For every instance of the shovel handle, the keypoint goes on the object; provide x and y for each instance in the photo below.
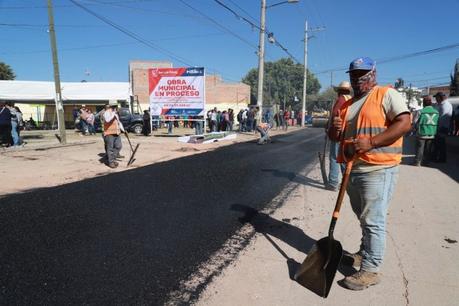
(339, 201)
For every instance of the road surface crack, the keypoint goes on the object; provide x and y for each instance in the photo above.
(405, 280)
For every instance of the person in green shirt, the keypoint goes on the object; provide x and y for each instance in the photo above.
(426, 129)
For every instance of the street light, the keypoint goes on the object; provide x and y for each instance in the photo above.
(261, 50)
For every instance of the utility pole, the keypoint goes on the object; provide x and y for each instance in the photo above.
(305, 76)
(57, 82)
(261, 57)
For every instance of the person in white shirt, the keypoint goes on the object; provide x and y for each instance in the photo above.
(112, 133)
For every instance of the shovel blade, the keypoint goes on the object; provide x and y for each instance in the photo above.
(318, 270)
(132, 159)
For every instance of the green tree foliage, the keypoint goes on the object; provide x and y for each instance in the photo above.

━━━━━━━━

▸ WHAT IS EXPECTED: Please output every record above exactly as written, leaving out the pictures.

▸ TASK RESPONSE:
For every instance of the shovel handle, the keypoint goes on the object; provide x and y for each instance in the photo below.
(339, 201)
For every instance of the road surface crack, the keypoint goes on the object; provide x and y for each instance in the photo above.
(405, 280)
For every instance of the person in green shirt, the keypoint goes on the object; provide x and y for each instance in the photo above.
(426, 129)
For every instance of the street light, the keypoint goes on the object; provide x and y for each instance in the photo above.
(261, 50)
For every instance of the utility pole, the keypoint goes on the object; provide x and y for each instance in the photo above.
(305, 76)
(57, 82)
(261, 57)
For every instance of the person in white shirt, the keypoint goes on the object; provide x and y for each instance in the photo above.
(112, 133)
For every instance of the shovel blade, the keypoint goes on the object; provide x and y for each instance in the photo above.
(318, 270)
(132, 159)
For every instance of the green tree foliage, the keypoint goes on the object; provide x and y for each instance in the photo above.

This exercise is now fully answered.